**What you should do**
Copy the lines below word for word, starting with the line that contains "Put a pin on every instance of the woman's arm" and going on through the line that contains "x=286 y=446", with both ends included. Leave the pictures out of your copy.

**********

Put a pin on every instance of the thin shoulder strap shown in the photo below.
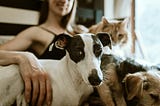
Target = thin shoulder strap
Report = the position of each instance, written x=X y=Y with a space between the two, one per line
x=47 y=30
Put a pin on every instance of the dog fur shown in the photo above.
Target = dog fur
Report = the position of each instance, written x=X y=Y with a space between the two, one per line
x=125 y=79
x=72 y=77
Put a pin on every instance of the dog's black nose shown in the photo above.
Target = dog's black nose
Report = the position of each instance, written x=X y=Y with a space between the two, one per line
x=93 y=78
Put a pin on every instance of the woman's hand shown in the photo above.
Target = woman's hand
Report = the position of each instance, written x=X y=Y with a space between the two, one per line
x=37 y=82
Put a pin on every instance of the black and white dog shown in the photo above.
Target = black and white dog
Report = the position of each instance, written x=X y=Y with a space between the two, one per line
x=73 y=77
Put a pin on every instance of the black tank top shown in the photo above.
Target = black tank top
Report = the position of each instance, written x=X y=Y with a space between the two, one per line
x=52 y=52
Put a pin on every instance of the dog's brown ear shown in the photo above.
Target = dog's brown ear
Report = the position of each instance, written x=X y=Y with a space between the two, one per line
x=125 y=23
x=62 y=40
x=133 y=86
x=104 y=38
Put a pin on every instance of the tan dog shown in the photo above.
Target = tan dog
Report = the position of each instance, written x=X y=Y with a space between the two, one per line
x=139 y=82
x=145 y=86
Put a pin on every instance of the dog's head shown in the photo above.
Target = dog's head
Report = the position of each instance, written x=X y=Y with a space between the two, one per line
x=85 y=51
x=145 y=86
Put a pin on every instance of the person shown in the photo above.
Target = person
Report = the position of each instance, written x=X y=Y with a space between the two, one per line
x=57 y=16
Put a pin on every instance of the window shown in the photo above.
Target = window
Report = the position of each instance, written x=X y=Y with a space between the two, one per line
x=148 y=24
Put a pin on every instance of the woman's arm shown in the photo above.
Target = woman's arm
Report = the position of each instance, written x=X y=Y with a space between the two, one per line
x=32 y=74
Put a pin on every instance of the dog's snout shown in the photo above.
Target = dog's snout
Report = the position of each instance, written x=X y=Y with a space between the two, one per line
x=94 y=79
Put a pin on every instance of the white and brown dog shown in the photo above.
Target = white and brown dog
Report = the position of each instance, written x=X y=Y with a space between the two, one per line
x=73 y=77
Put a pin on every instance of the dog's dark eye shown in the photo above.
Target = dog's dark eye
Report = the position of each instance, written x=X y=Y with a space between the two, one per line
x=155 y=97
x=97 y=49
x=120 y=36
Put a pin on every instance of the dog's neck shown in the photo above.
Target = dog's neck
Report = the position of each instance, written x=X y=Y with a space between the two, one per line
x=80 y=85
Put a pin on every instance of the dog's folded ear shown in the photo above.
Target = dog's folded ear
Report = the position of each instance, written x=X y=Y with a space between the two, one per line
x=104 y=38
x=133 y=86
x=62 y=40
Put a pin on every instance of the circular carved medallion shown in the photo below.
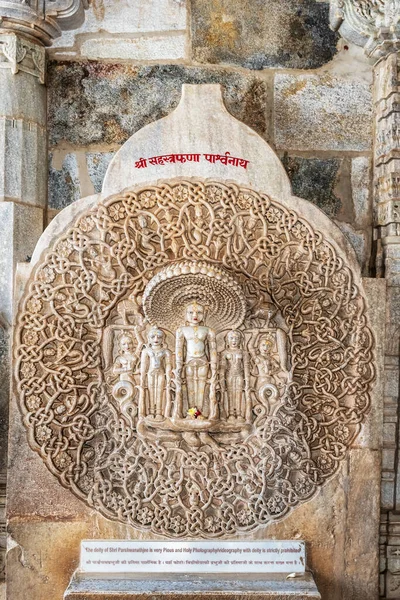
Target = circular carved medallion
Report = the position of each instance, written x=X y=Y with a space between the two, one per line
x=106 y=398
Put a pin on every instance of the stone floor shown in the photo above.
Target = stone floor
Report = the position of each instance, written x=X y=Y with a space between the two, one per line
x=184 y=587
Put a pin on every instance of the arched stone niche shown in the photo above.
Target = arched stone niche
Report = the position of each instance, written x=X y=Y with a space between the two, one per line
x=286 y=446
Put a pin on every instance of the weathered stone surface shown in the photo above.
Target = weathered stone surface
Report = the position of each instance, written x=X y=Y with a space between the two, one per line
x=4 y=391
x=361 y=190
x=203 y=587
x=361 y=242
x=97 y=163
x=259 y=34
x=160 y=48
x=315 y=180
x=91 y=103
x=64 y=182
x=322 y=112
x=129 y=17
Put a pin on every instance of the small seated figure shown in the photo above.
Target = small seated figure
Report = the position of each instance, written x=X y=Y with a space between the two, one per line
x=235 y=378
x=267 y=368
x=196 y=353
x=155 y=376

**********

**Finished answer**
Put a pin on every instance of the woman's arm shown in the photo above.
Target = woman's arm
Report = the position of each instance, written x=X y=Y with a space between the two, one per line
x=32 y=74
Put a pin on every instance of the dog's snout shown in the photo above.
Target = dog's snout
Report = the position of each instance, written x=X y=Y with a space between the two, one per line
x=94 y=79
Put a pin on every instance of the white and brown dog shown in the photo above.
Target = white and brown dog
Report = the position of each instance, written x=X y=Y with a space between the two, one per line
x=73 y=77
Put a pin on every instance of the dog's dark eye shown in the photo above.
Target = dog's dark eye
Report = the position of each instance, written x=X y=Y with a space between the two, one per line
x=155 y=97
x=97 y=49
x=120 y=36
Put a pin on every instance of the dog's neck shown in the photo above.
Target = dog's neck
Report = the position of each instance, written x=X y=Y with a space between the two, one per line
x=80 y=85
Put a pin on every instance of the dog's folded ear shown in the photo above.
Target = dog's folded ear
Report = the position of each instance, written x=X y=Y with a space between the two, one per line
x=104 y=38
x=133 y=86
x=62 y=40
Put a pin on every instance of the circular carved medallion shown in the photo below.
Target = circular carved medallion
Report = the position of each instance, written x=X y=Y with a space between the two, one per line
x=106 y=398
Put a pin on every instance of the stone floor shown in the photo above.
Target = stone floor
Report = the position of each instance, written x=X y=Y with a space between the two, one per line
x=184 y=587
Put a pin on every instance of the arched stone niche shown in the photo above.
Target = arched stone niche
Report = the position of each instance, written x=X y=Y with a space between the two, one per line
x=286 y=446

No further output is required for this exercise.